• [Available data]:
--------------------------------

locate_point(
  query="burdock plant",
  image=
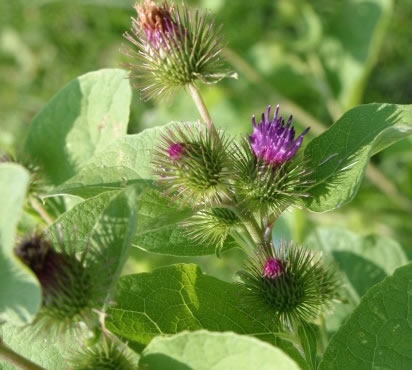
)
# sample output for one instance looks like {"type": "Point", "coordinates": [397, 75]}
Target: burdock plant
{"type": "Point", "coordinates": [173, 48]}
{"type": "Point", "coordinates": [186, 189]}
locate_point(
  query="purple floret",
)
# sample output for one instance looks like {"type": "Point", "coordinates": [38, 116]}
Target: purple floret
{"type": "Point", "coordinates": [273, 141]}
{"type": "Point", "coordinates": [273, 268]}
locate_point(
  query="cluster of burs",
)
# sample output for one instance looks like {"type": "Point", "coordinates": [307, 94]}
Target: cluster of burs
{"type": "Point", "coordinates": [235, 187]}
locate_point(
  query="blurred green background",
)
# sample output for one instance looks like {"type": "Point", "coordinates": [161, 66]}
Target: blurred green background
{"type": "Point", "coordinates": [316, 60]}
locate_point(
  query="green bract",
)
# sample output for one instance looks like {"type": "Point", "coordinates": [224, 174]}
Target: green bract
{"type": "Point", "coordinates": [173, 47]}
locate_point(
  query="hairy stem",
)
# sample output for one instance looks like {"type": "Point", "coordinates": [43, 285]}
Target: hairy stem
{"type": "Point", "coordinates": [13, 358]}
{"type": "Point", "coordinates": [200, 105]}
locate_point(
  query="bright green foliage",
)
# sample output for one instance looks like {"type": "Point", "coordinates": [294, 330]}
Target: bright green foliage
{"type": "Point", "coordinates": [20, 295]}
{"type": "Point", "coordinates": [340, 155]}
{"type": "Point", "coordinates": [349, 56]}
{"type": "Point", "coordinates": [181, 297]}
{"type": "Point", "coordinates": [126, 161]}
{"type": "Point", "coordinates": [82, 119]}
{"type": "Point", "coordinates": [204, 350]}
{"type": "Point", "coordinates": [378, 333]}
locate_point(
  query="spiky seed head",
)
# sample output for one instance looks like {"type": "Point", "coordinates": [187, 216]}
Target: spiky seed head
{"type": "Point", "coordinates": [270, 176]}
{"type": "Point", "coordinates": [70, 293]}
{"type": "Point", "coordinates": [171, 48]}
{"type": "Point", "coordinates": [211, 227]}
{"type": "Point", "coordinates": [192, 164]}
{"type": "Point", "coordinates": [105, 355]}
{"type": "Point", "coordinates": [273, 141]}
{"type": "Point", "coordinates": [289, 280]}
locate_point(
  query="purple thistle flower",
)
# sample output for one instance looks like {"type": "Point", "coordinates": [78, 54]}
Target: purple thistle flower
{"type": "Point", "coordinates": [175, 151]}
{"type": "Point", "coordinates": [272, 140]}
{"type": "Point", "coordinates": [156, 22]}
{"type": "Point", "coordinates": [272, 268]}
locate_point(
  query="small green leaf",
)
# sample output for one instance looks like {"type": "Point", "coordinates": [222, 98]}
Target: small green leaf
{"type": "Point", "coordinates": [180, 297]}
{"type": "Point", "coordinates": [82, 119]}
{"type": "Point", "coordinates": [20, 295]}
{"type": "Point", "coordinates": [340, 155]}
{"type": "Point", "coordinates": [378, 334]}
{"type": "Point", "coordinates": [124, 162]}
{"type": "Point", "coordinates": [204, 350]}
{"type": "Point", "coordinates": [362, 263]}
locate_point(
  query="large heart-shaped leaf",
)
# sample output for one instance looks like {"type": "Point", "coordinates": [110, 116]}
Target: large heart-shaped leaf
{"type": "Point", "coordinates": [180, 297]}
{"type": "Point", "coordinates": [362, 262]}
{"type": "Point", "coordinates": [20, 295]}
{"type": "Point", "coordinates": [354, 33]}
{"type": "Point", "coordinates": [203, 350]}
{"type": "Point", "coordinates": [124, 162]}
{"type": "Point", "coordinates": [83, 118]}
{"type": "Point", "coordinates": [378, 334]}
{"type": "Point", "coordinates": [107, 223]}
{"type": "Point", "coordinates": [340, 155]}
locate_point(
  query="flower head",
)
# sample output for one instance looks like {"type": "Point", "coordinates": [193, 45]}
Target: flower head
{"type": "Point", "coordinates": [72, 285]}
{"type": "Point", "coordinates": [272, 268]}
{"type": "Point", "coordinates": [192, 164]}
{"type": "Point", "coordinates": [172, 48]}
{"type": "Point", "coordinates": [272, 140]}
{"type": "Point", "coordinates": [290, 281]}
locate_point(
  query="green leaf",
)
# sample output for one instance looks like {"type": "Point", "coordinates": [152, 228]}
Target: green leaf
{"type": "Point", "coordinates": [20, 295]}
{"type": "Point", "coordinates": [106, 223]}
{"type": "Point", "coordinates": [378, 334]}
{"type": "Point", "coordinates": [362, 263]}
{"type": "Point", "coordinates": [180, 297]}
{"type": "Point", "coordinates": [354, 36]}
{"type": "Point", "coordinates": [204, 350]}
{"type": "Point", "coordinates": [126, 161]}
{"type": "Point", "coordinates": [308, 337]}
{"type": "Point", "coordinates": [82, 119]}
{"type": "Point", "coordinates": [340, 155]}
{"type": "Point", "coordinates": [158, 231]}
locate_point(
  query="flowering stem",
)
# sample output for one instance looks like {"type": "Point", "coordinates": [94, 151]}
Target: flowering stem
{"type": "Point", "coordinates": [13, 358]}
{"type": "Point", "coordinates": [200, 104]}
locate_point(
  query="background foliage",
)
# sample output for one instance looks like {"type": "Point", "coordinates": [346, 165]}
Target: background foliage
{"type": "Point", "coordinates": [316, 60]}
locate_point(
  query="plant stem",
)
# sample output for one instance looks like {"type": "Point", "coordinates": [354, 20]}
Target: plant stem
{"type": "Point", "coordinates": [200, 104]}
{"type": "Point", "coordinates": [13, 358]}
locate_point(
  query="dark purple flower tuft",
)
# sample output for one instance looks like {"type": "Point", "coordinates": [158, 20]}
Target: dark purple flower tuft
{"type": "Point", "coordinates": [273, 268]}
{"type": "Point", "coordinates": [273, 141]}
{"type": "Point", "coordinates": [156, 22]}
{"type": "Point", "coordinates": [175, 151]}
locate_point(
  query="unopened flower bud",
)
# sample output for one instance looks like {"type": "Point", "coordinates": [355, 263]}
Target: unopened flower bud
{"type": "Point", "coordinates": [291, 281]}
{"type": "Point", "coordinates": [173, 48]}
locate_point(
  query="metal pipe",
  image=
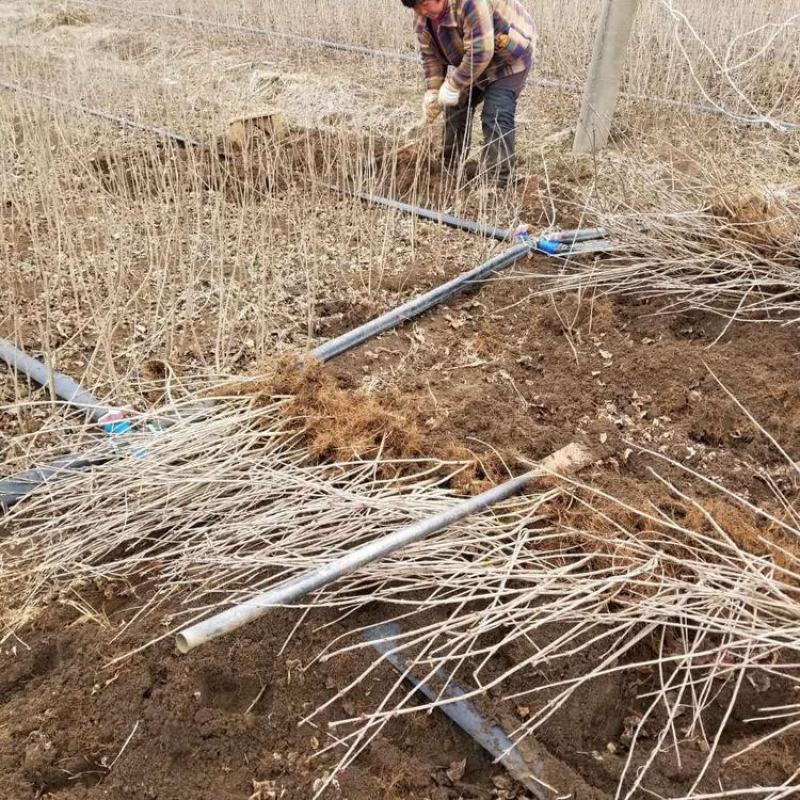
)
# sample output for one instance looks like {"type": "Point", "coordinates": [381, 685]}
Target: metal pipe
{"type": "Point", "coordinates": [489, 231]}
{"type": "Point", "coordinates": [569, 458]}
{"type": "Point", "coordinates": [577, 235]}
{"type": "Point", "coordinates": [14, 488]}
{"type": "Point", "coordinates": [413, 308]}
{"type": "Point", "coordinates": [489, 736]}
{"type": "Point", "coordinates": [163, 133]}
{"type": "Point", "coordinates": [64, 387]}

--------------------------------

• [What the task requires]:
Render the data above verbatim and without pictures.

• [Answer to the problem]:
locate_point(
  query="burdock plant",
  image=
)
# sample output for one instance looks like {"type": "Point", "coordinates": [397, 75]}
Target: burdock plant
{"type": "Point", "coordinates": [173, 48]}
{"type": "Point", "coordinates": [186, 189]}
locate_point(
  query="purple floret",
)
# sample output for one instance looks like {"type": "Point", "coordinates": [38, 116]}
Target: purple floret
{"type": "Point", "coordinates": [273, 141]}
{"type": "Point", "coordinates": [273, 268]}
locate_point(
  query="cluster of burs",
)
# sample output for one instance looks like {"type": "Point", "coordinates": [307, 94]}
Target: cluster of burs
{"type": "Point", "coordinates": [235, 187]}
locate_point(
  query="blurred green background",
)
# sample output for one instance looks like {"type": "Point", "coordinates": [161, 66]}
Target: blurred green background
{"type": "Point", "coordinates": [316, 60]}
locate_point(
  query="green bract",
)
# sample output for one instance looks like {"type": "Point", "coordinates": [224, 174]}
Target: green bract
{"type": "Point", "coordinates": [173, 47]}
locate_point(
  query="hairy stem",
)
# sample output for one instance looks like {"type": "Point", "coordinates": [43, 285]}
Target: hairy stem
{"type": "Point", "coordinates": [13, 358]}
{"type": "Point", "coordinates": [200, 105]}
locate_point(
  query="bright green foliage",
)
# sample output for one instance looks like {"type": "Point", "coordinates": [294, 330]}
Target: bright green foliage
{"type": "Point", "coordinates": [20, 295]}
{"type": "Point", "coordinates": [340, 155]}
{"type": "Point", "coordinates": [349, 56]}
{"type": "Point", "coordinates": [181, 297]}
{"type": "Point", "coordinates": [126, 161]}
{"type": "Point", "coordinates": [82, 119]}
{"type": "Point", "coordinates": [204, 350]}
{"type": "Point", "coordinates": [378, 333]}
locate_point(
  query="spiky seed head",
)
# sample output for one instance looks like {"type": "Point", "coordinates": [187, 216]}
Target: spiky seed head
{"type": "Point", "coordinates": [270, 176]}
{"type": "Point", "coordinates": [70, 293]}
{"type": "Point", "coordinates": [171, 48]}
{"type": "Point", "coordinates": [211, 227]}
{"type": "Point", "coordinates": [192, 164]}
{"type": "Point", "coordinates": [105, 355]}
{"type": "Point", "coordinates": [273, 141]}
{"type": "Point", "coordinates": [289, 280]}
locate_point(
  query="purple thistle flower",
)
# sample output for one instance looks like {"type": "Point", "coordinates": [78, 54]}
Target: purple thistle flower
{"type": "Point", "coordinates": [175, 151]}
{"type": "Point", "coordinates": [272, 140]}
{"type": "Point", "coordinates": [156, 22]}
{"type": "Point", "coordinates": [272, 268]}
locate_point(
  query="small green leaf",
)
# sample output for one instance looks like {"type": "Point", "coordinates": [222, 98]}
Target: small green leaf
{"type": "Point", "coordinates": [180, 297]}
{"type": "Point", "coordinates": [82, 119]}
{"type": "Point", "coordinates": [20, 295]}
{"type": "Point", "coordinates": [340, 155]}
{"type": "Point", "coordinates": [378, 334]}
{"type": "Point", "coordinates": [124, 162]}
{"type": "Point", "coordinates": [204, 350]}
{"type": "Point", "coordinates": [362, 263]}
locate_point(
  query="large heart-shaped leaf",
)
# sample output for one instance looks like {"type": "Point", "coordinates": [110, 116]}
Target: large heart-shaped leaf
{"type": "Point", "coordinates": [180, 297]}
{"type": "Point", "coordinates": [362, 262]}
{"type": "Point", "coordinates": [20, 295]}
{"type": "Point", "coordinates": [354, 33]}
{"type": "Point", "coordinates": [203, 350]}
{"type": "Point", "coordinates": [124, 162]}
{"type": "Point", "coordinates": [83, 118]}
{"type": "Point", "coordinates": [378, 334]}
{"type": "Point", "coordinates": [107, 223]}
{"type": "Point", "coordinates": [340, 155]}
locate_point(
  query="flower head",
)
# sample output for one instance looks like {"type": "Point", "coordinates": [193, 45]}
Target: flower head
{"type": "Point", "coordinates": [72, 285]}
{"type": "Point", "coordinates": [272, 268]}
{"type": "Point", "coordinates": [192, 164]}
{"type": "Point", "coordinates": [172, 48]}
{"type": "Point", "coordinates": [272, 140]}
{"type": "Point", "coordinates": [290, 281]}
locate_point(
  query="green leaf",
)
# sample output for one instance looks like {"type": "Point", "coordinates": [152, 228]}
Target: green leaf
{"type": "Point", "coordinates": [20, 295]}
{"type": "Point", "coordinates": [106, 223]}
{"type": "Point", "coordinates": [378, 334]}
{"type": "Point", "coordinates": [362, 263]}
{"type": "Point", "coordinates": [180, 297]}
{"type": "Point", "coordinates": [354, 36]}
{"type": "Point", "coordinates": [204, 350]}
{"type": "Point", "coordinates": [126, 161]}
{"type": "Point", "coordinates": [308, 337]}
{"type": "Point", "coordinates": [82, 119]}
{"type": "Point", "coordinates": [340, 155]}
{"type": "Point", "coordinates": [158, 231]}
locate_point(
  query="flowering stem",
)
# sample output for one instance looks like {"type": "Point", "coordinates": [94, 151]}
Target: flowering stem
{"type": "Point", "coordinates": [13, 358]}
{"type": "Point", "coordinates": [200, 104]}
locate_point(
  query="background foliage",
)
# sample output for one instance looks like {"type": "Point", "coordinates": [346, 165]}
Target: background foliage
{"type": "Point", "coordinates": [316, 60]}
locate_point(
  query="plant stem",
)
# sample output for one instance looks like {"type": "Point", "coordinates": [354, 20]}
Target: plant stem
{"type": "Point", "coordinates": [200, 104]}
{"type": "Point", "coordinates": [13, 358]}
locate_point(
  query="dark purple flower tuft",
)
# sample output for one instance looks like {"type": "Point", "coordinates": [158, 20]}
Target: dark purple flower tuft
{"type": "Point", "coordinates": [273, 268]}
{"type": "Point", "coordinates": [273, 141]}
{"type": "Point", "coordinates": [156, 22]}
{"type": "Point", "coordinates": [175, 151]}
locate_point(
  query="unopened flower bud",
)
# sample output for one instance looks like {"type": "Point", "coordinates": [355, 263]}
Target: unopened flower bud
{"type": "Point", "coordinates": [291, 281]}
{"type": "Point", "coordinates": [173, 48]}
locate_point(
  query="metal pipe",
  image=
)
# sample output for one instance looks like {"type": "Point", "coordinates": [381, 685]}
Target: metal pipe
{"type": "Point", "coordinates": [489, 231]}
{"type": "Point", "coordinates": [569, 458]}
{"type": "Point", "coordinates": [577, 235]}
{"type": "Point", "coordinates": [14, 488]}
{"type": "Point", "coordinates": [413, 308]}
{"type": "Point", "coordinates": [489, 736]}
{"type": "Point", "coordinates": [163, 133]}
{"type": "Point", "coordinates": [64, 387]}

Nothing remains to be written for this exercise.